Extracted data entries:
=====
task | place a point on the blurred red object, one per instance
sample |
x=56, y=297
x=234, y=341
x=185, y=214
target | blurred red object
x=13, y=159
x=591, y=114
=====
### What is required
Write out all of the rows above line for line, changing nothing.

### Task solution
task | place a point on the blurred red object, one per instance
sample |
x=56, y=297
x=234, y=341
x=185, y=214
target | blurred red object
x=13, y=159
x=591, y=114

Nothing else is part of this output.